• [Complete the following]
**A.** In the genealogy text about William Vaudrey Glascott's partner, what did Flora Ellen Mc Cloughin invariably say when asked about this ancestor?
**B.** Write the next part of the genealogy text about William Vaudrey Glascott's partner, continuing after its final sentence.

Partner of William Vaudrey Glascott
Mother of Mary Anne Donohoe; William Frederick Glascott and Eliza Butler

Managed by: Keith Millard
Last Updated:

About Portuguese Christian


Unfortunately it has not been possible to find any documentation confirming the identity of this woman who became the partner of William Vaudery Glascott when he came to India, However, below is the information from her direct descendent Noël Prothery who currently lives in France:

"The closest, family wise, I ever got to know, about William Vaudrey Glascott's wife is from my grand mother, Flora Ellen Mc Cloughin (1882-1981), née Savage. She was T.A. Savage's daughter.

When asked about this mysterious ancestor she invariably said she was Portuguese.

You may know that after Bombay was brought to the British crown by Portuguese princess Catherine of Braganza on marrying Charles II some Portuguese left and went to Goa but most of them remained in Bombay. During Portuguese rule the Catholic church had always promoted mixed marriages in order to convert the "locals". A new class of Eurasians appeared. They were called Portuguese Christians..

I believe from my grand-mother's hearsay and historical background, that unless she was plain Portuguese, this is what William Vaudrey Glascott's wife was : a Portuguese Christian.

(Free-text descriptions of objects)
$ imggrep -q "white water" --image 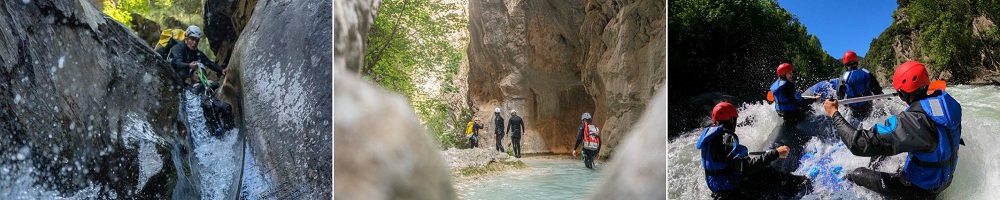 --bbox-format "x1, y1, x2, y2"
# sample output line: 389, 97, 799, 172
184, 91, 243, 199
667, 85, 1000, 199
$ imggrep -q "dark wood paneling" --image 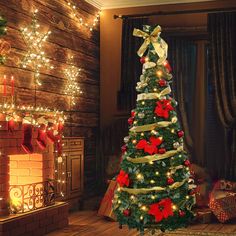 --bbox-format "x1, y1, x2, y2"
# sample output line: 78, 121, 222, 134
0, 0, 100, 195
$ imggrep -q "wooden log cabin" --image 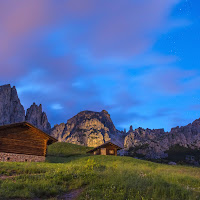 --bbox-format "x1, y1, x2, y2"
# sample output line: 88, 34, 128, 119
0, 122, 57, 162
87, 141, 122, 156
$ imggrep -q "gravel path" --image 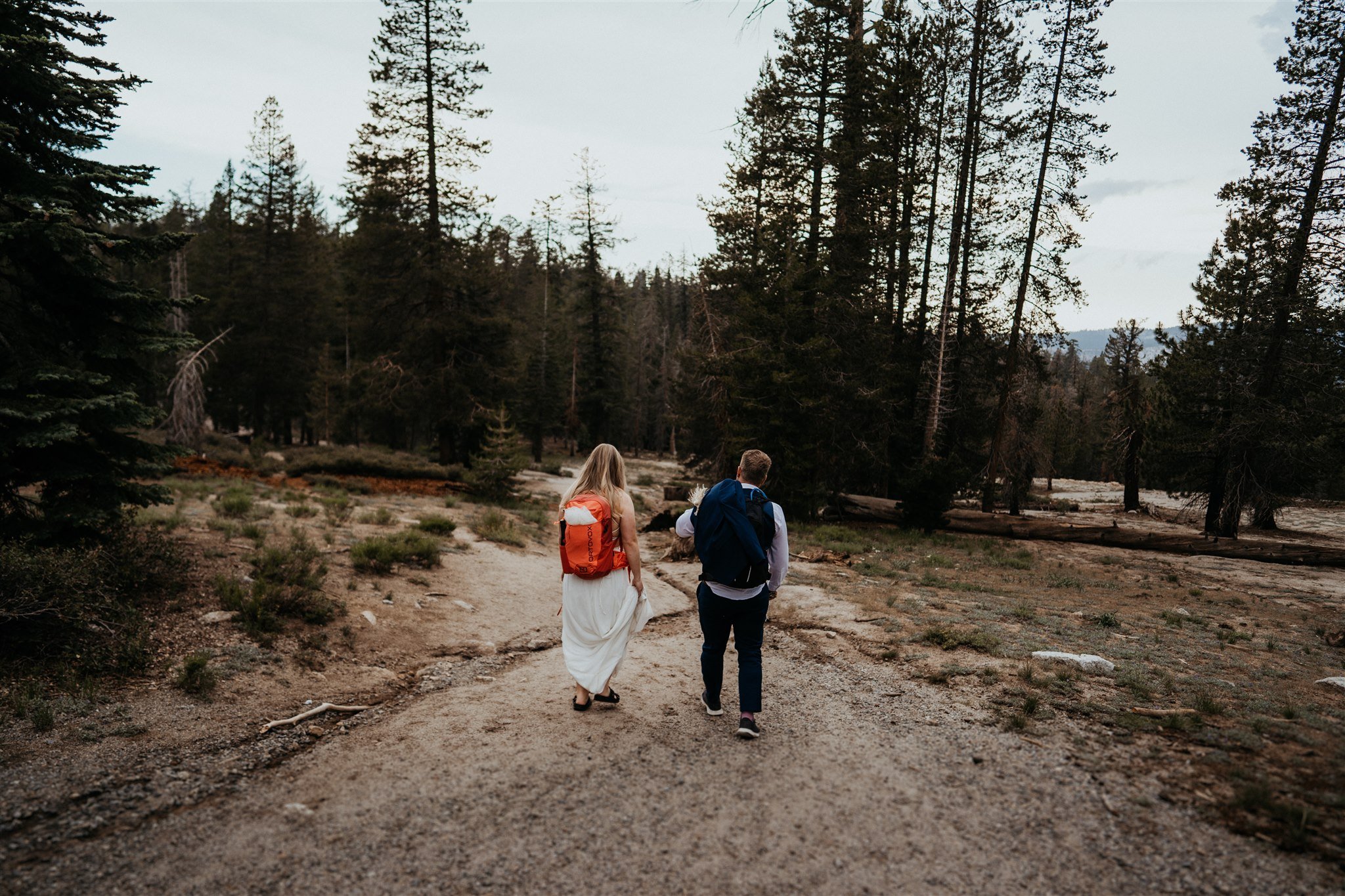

• [Task-by-task results]
**A.** She said she was Portuguese.

**B.**
I understand that a distant cousin through female lineage (the only one possible for scientific accuracy) was discovered in NZ who made some DNA tests showing she had some Indian blood. This corroborates both family information and scientific evidence.

When the East India Cy sent W. V. Glascott to Bombay there were no English "maidens" available. They were simply not allowed to travel to India on their own. Either you went home to England to marry or you married someone local which is what most men did whatever their class or rank.

This was just a few years before a flow of English women finally joined their fiancés or husbands in India. And it is believed that mostly through ignorance and fear, these women inaugurated segregation. In a way this fitted in very well with Hindu segregationist cast traditions." (from email to Stefan Mroczek 2017)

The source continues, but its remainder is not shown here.